EXERCISE GOAL: Please reproduce the entries below exactly, starting at the first line and ending with the line that holds "point: jet engine".

SOURCE DATA:
--------
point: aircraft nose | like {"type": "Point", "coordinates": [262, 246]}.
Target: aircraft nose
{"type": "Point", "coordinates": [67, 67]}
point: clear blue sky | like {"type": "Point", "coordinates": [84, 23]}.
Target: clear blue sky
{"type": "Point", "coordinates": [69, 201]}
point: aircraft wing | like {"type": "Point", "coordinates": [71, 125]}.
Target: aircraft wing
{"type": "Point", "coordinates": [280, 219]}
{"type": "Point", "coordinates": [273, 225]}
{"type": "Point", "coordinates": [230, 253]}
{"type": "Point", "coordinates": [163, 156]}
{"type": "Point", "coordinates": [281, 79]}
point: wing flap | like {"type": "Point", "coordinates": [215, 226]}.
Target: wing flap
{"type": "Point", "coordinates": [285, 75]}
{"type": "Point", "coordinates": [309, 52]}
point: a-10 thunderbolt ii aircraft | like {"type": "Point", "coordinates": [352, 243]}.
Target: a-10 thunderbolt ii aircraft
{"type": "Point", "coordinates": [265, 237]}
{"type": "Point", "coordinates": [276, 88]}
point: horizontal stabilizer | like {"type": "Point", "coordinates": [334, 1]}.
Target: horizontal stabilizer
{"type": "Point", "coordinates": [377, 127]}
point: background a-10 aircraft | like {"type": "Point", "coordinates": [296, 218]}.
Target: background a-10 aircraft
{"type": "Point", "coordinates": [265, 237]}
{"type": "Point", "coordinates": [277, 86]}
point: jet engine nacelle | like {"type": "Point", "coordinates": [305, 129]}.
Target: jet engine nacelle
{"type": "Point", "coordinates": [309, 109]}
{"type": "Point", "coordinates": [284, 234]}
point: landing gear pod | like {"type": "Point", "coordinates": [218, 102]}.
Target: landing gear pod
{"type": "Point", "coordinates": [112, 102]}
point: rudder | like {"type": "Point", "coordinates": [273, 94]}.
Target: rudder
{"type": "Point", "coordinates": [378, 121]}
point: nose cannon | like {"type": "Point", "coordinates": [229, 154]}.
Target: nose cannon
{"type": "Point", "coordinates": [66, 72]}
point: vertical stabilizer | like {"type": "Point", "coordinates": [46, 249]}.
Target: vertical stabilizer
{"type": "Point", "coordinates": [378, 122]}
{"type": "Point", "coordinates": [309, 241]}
--------
RESULT OF THE EXERCISE:
point: aircraft nose | like {"type": "Point", "coordinates": [262, 246]}.
Target: aircraft nose
{"type": "Point", "coordinates": [67, 67]}
point: clear blue sky | like {"type": "Point", "coordinates": [84, 23]}.
Target: clear blue sky
{"type": "Point", "coordinates": [69, 201]}
point: aircraft wing | like {"type": "Point", "coordinates": [71, 125]}.
Target: aircraft wing
{"type": "Point", "coordinates": [280, 219]}
{"type": "Point", "coordinates": [273, 225]}
{"type": "Point", "coordinates": [230, 253]}
{"type": "Point", "coordinates": [163, 156]}
{"type": "Point", "coordinates": [281, 79]}
point: wing flap | like {"type": "Point", "coordinates": [215, 226]}.
Target: wing flap
{"type": "Point", "coordinates": [285, 75]}
{"type": "Point", "coordinates": [309, 52]}
point: a-10 thunderbolt ii aircraft | like {"type": "Point", "coordinates": [352, 243]}.
Target: a-10 thunderbolt ii aircraft
{"type": "Point", "coordinates": [265, 237]}
{"type": "Point", "coordinates": [276, 88]}
point: horizontal stabilizer | like {"type": "Point", "coordinates": [334, 1]}.
Target: horizontal stabilizer
{"type": "Point", "coordinates": [377, 127]}
point: background a-10 aircraft | like {"type": "Point", "coordinates": [296, 218]}.
Target: background a-10 aircraft
{"type": "Point", "coordinates": [265, 237]}
{"type": "Point", "coordinates": [277, 86]}
point: jet engine nacelle | like {"type": "Point", "coordinates": [305, 129]}.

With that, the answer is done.